• INPUT DATA
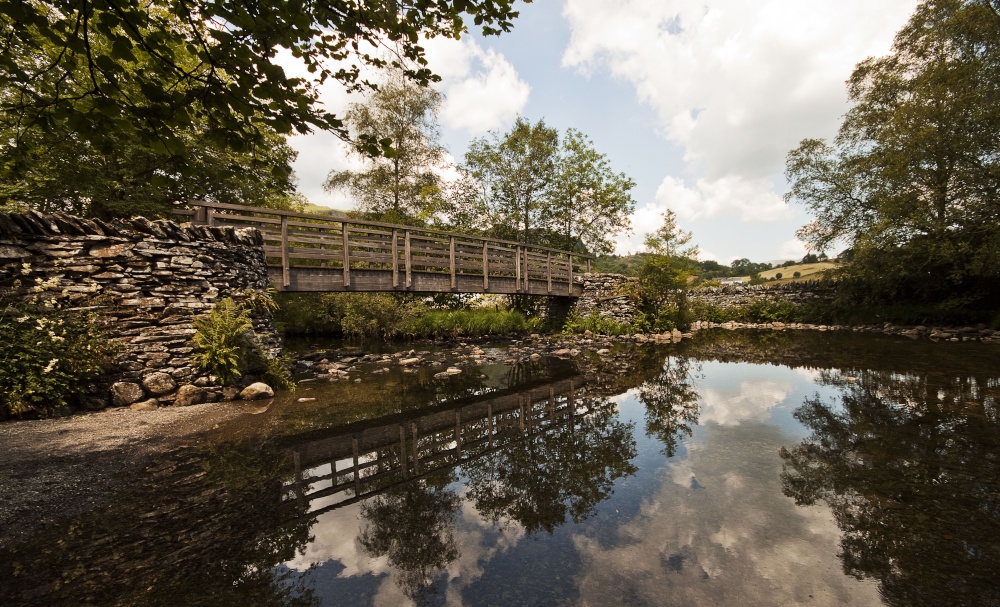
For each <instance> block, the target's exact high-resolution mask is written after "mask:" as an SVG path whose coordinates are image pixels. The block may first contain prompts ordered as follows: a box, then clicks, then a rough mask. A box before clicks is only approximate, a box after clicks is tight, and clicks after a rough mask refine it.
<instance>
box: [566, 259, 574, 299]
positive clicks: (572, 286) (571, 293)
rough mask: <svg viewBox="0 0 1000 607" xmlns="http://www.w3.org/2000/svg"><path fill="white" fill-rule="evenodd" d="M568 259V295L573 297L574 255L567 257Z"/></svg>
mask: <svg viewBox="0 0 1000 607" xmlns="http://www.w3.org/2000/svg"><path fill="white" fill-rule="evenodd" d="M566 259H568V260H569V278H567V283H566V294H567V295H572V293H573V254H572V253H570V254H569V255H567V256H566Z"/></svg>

---

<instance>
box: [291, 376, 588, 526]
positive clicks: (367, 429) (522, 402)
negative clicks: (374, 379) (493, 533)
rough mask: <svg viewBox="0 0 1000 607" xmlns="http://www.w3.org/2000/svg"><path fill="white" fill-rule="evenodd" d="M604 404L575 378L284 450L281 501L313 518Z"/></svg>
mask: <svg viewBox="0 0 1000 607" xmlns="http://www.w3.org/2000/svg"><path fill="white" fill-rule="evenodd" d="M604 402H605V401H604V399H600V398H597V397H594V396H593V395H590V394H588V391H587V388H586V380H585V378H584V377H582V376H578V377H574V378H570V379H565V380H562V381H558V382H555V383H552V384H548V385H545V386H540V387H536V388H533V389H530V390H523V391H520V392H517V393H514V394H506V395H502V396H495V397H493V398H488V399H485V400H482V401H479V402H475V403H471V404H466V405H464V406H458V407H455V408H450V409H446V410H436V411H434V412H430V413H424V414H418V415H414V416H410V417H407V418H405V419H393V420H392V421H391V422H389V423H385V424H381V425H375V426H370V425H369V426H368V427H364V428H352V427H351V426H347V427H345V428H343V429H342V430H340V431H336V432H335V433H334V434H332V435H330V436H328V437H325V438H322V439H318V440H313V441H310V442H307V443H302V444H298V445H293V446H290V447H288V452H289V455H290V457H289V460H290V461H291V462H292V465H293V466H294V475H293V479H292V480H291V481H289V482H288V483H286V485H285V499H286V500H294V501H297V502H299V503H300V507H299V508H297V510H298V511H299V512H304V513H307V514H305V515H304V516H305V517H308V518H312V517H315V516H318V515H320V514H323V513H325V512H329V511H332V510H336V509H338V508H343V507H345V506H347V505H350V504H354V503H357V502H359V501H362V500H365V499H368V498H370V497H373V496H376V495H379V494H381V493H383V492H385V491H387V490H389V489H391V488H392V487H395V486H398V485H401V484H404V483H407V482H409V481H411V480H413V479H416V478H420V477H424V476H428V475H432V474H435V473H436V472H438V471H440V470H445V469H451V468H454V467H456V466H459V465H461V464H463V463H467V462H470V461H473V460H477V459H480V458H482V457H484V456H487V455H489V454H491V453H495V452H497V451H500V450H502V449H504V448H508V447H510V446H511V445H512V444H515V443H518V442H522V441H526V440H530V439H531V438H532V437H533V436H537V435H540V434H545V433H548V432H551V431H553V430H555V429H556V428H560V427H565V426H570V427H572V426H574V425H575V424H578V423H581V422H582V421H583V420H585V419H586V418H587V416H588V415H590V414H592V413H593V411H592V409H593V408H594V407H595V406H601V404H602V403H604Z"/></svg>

• WHAT YOU ARE ASKED TO DO
Where a line in the records above contains the word "positive", copy that line.

• COMPLETED EXERCISE
positive clicks: (572, 286) (571, 293)
positive clicks: (367, 429) (522, 402)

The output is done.